Stated exercise ->
Every record that follows should be printed verbatim.

Dataset ->
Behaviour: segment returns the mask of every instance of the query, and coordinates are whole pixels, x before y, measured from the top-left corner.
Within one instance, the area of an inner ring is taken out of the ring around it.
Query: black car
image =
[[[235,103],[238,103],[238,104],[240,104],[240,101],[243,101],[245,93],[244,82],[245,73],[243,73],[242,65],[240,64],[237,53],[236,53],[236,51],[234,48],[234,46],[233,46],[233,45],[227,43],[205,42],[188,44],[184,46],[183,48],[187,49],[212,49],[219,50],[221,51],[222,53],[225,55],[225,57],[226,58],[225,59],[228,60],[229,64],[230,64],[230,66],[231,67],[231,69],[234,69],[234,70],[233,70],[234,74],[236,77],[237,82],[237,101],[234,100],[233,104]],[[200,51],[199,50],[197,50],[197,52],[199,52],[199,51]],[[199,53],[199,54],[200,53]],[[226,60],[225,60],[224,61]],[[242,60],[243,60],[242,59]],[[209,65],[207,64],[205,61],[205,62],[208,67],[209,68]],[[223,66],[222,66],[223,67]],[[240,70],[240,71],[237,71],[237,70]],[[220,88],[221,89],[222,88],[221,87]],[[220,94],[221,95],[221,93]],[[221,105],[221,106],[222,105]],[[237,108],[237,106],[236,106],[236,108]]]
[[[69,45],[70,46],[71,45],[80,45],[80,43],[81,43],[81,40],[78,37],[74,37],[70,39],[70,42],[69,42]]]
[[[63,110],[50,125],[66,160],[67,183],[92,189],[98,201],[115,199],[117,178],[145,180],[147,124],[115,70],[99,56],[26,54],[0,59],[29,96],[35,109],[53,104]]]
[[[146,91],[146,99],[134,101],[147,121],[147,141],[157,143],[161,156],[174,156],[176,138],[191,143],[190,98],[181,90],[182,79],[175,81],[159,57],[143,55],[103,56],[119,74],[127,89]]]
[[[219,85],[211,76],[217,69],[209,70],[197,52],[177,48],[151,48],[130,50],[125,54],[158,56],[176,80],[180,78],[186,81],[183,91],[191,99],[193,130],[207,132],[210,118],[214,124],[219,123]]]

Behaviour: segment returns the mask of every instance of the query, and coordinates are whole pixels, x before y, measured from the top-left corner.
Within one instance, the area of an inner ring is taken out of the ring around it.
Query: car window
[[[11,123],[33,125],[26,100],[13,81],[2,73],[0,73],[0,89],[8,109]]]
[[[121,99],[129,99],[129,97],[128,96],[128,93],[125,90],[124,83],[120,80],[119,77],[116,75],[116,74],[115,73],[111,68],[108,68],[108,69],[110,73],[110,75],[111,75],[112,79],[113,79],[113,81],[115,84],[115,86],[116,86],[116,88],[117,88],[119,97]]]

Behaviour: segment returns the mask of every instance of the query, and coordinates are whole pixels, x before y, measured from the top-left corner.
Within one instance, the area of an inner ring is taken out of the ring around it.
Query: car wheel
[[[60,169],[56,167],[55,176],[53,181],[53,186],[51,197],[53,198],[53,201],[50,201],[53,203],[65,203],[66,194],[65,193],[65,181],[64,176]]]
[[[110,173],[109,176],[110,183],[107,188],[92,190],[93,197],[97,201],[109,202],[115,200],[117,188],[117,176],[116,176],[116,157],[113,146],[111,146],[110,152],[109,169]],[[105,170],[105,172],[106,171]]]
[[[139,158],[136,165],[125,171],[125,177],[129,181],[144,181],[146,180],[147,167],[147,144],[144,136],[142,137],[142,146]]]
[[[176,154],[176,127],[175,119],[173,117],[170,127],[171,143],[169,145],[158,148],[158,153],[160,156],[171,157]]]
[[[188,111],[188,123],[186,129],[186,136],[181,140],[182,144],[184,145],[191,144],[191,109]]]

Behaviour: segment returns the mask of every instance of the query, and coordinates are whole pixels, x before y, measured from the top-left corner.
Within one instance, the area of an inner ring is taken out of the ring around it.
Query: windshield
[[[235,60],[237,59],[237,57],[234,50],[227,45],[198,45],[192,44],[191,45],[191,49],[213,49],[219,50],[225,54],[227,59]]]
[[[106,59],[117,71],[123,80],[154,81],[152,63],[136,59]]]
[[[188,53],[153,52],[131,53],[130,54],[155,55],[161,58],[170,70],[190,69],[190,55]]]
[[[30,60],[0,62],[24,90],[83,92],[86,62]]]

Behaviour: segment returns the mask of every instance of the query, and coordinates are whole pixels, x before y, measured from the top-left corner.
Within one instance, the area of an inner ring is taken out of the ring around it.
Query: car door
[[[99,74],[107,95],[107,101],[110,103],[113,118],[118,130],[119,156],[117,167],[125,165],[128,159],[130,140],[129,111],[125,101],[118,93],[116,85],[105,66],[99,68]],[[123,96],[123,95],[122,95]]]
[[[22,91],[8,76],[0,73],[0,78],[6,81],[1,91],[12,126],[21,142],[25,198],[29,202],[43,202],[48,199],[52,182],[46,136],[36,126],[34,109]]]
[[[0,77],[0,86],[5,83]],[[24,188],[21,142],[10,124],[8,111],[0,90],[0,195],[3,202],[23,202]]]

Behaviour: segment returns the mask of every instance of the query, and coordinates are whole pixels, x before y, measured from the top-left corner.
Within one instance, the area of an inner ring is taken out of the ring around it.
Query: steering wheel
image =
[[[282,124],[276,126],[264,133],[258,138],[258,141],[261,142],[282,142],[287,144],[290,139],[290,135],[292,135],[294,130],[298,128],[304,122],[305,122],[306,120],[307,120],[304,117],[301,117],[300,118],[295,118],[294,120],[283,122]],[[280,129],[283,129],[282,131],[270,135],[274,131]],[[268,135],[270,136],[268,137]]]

Answer to this exercise ->
Behaviour: segment returns the mask of every instance of the query, and coordinates are whole pixels, x before y, measured from the top-left corner.
Within one instance, the area of an inner ring is taken out of the ring around it.
Query: black car
image =
[[[235,103],[238,103],[238,104],[240,104],[240,101],[243,101],[245,93],[244,82],[245,73],[243,73],[242,65],[240,64],[237,53],[236,53],[236,51],[234,48],[234,46],[233,46],[233,45],[227,43],[205,42],[188,44],[184,46],[183,48],[187,49],[212,49],[219,50],[221,51],[222,53],[225,55],[225,57],[226,58],[225,59],[228,60],[229,64],[230,64],[230,66],[231,67],[231,69],[234,69],[234,70],[233,70],[234,74],[236,77],[237,82],[237,101],[234,100],[233,104]],[[200,51],[199,50],[197,50],[197,52],[199,52],[199,51]],[[199,53],[199,54],[200,53]],[[226,60],[225,60],[224,61]],[[242,60],[243,60],[242,59]],[[209,65],[207,64],[205,61],[205,62],[208,67],[209,68]],[[223,66],[222,66],[223,67]],[[240,70],[240,71],[237,71],[237,70]],[[220,88],[221,89],[222,88],[221,87]],[[220,94],[221,95],[221,93]],[[221,105],[221,106],[222,105]],[[237,108],[237,106],[236,106],[236,108]]]
[[[69,45],[70,46],[71,45],[80,45],[80,43],[81,43],[81,40],[78,37],[74,37],[70,39],[70,42],[69,42]]]
[[[63,110],[50,125],[66,160],[67,183],[92,189],[98,201],[115,199],[117,178],[145,180],[147,124],[115,70],[99,56],[26,54],[0,59],[29,96],[35,109],[53,104]]]
[[[146,91],[146,99],[134,101],[147,121],[147,141],[157,143],[161,156],[174,156],[176,138],[191,143],[190,98],[181,90],[182,79],[175,81],[159,57],[143,55],[103,56],[119,74],[127,89]]]
[[[219,85],[211,76],[217,69],[209,70],[197,52],[177,48],[151,48],[130,50],[125,54],[158,56],[176,80],[180,78],[186,81],[183,91],[191,99],[193,130],[207,132],[210,118],[214,124],[219,123]]]

Behaviour: segment returns the mask of every instance of the query, and coordinates are whole pixels, x before y, measured from the top-left corner.
Within one instance, the area of an inner ring is taken out of the ring around it.
Query: car window
[[[11,123],[33,125],[26,100],[13,81],[2,73],[0,73],[0,89],[8,109]]]
[[[121,99],[129,99],[129,97],[128,96],[128,93],[125,90],[124,83],[120,80],[119,77],[116,75],[116,74],[115,73],[111,68],[108,68],[108,69],[110,73],[110,75],[111,75],[112,79],[113,79],[113,81],[115,84],[115,86],[116,86],[116,88],[117,88],[119,97]]]

Behaviour: segment returns the mask of every instance of the query, and coordinates are whole pixels, x before y, measured from the top-left corner.
Within one instance, the area of an inner ring is taken out of the ring around it.
Query: car wheel
[[[60,169],[56,167],[55,176],[53,181],[53,186],[51,197],[53,198],[53,201],[50,201],[53,203],[65,203],[66,194],[65,193],[65,181],[64,176]]]
[[[110,173],[109,176],[110,183],[107,188],[92,190],[93,197],[97,201],[109,202],[115,200],[117,188],[117,176],[116,176],[116,157],[113,146],[111,146],[110,152],[109,169]],[[105,170],[105,172],[106,171]]]
[[[139,158],[136,165],[125,171],[125,177],[129,181],[144,181],[146,180],[147,167],[147,144],[144,136],[142,137],[142,146]]]
[[[176,154],[176,127],[175,119],[173,117],[170,127],[171,143],[169,145],[158,148],[158,153],[160,156],[171,157]]]
[[[188,111],[188,123],[186,129],[186,136],[181,140],[182,144],[184,145],[191,144],[191,109]]]

Behaviour: segment returns the mask of every instance of the query, and coordinates are whole pixels, x before y, measured from the top-left corner.
Within one instance, the area of an inner ring is taken out of the ring around it.
Query: windshield
[[[235,60],[237,59],[237,57],[234,50],[227,45],[198,45],[192,44],[191,45],[191,49],[213,49],[219,50],[225,54],[227,59]]]
[[[106,59],[117,71],[123,80],[154,81],[152,63],[136,59]]]
[[[188,53],[153,52],[131,53],[130,54],[155,55],[161,58],[170,70],[190,69],[190,55]]]
[[[30,60],[0,62],[24,90],[83,92],[86,62]]]

Behaviour: segment returns the mask of every instance of the query, and coordinates are whole pixels, x before y, measured from the top-left corner.
Within one instance, the area of an inner ring is taken out of the ring around it.
Query: car door
[[[99,74],[107,95],[107,101],[110,103],[113,118],[118,130],[119,156],[117,167],[125,165],[128,159],[130,140],[129,111],[125,101],[118,93],[116,85],[105,66],[99,68]],[[123,96],[123,95],[122,95]]]
[[[22,91],[8,76],[0,73],[0,78],[6,81],[1,91],[12,126],[21,142],[25,198],[29,202],[43,202],[48,199],[52,182],[46,136],[36,126],[34,109]]]
[[[0,77],[0,86],[5,83]],[[24,188],[21,142],[10,124],[8,111],[0,90],[0,195],[3,202],[23,202]]]

Behaviour: segment returns the mask of every instance of the query, and coordinates are whole pixels, x before y, measured from the top-left corner.
Within one instance, the area of an inner ring is taken out of the ring around it.
Query: steering wheel
image =
[[[282,124],[276,126],[264,133],[258,138],[258,141],[261,142],[282,142],[287,144],[290,139],[290,135],[292,135],[294,130],[298,128],[304,122],[305,122],[306,120],[307,120],[304,117],[301,117],[300,118],[295,118],[294,120],[283,122]],[[280,129],[283,129],[282,131],[270,135],[274,131]],[[268,135],[270,136],[268,137]]]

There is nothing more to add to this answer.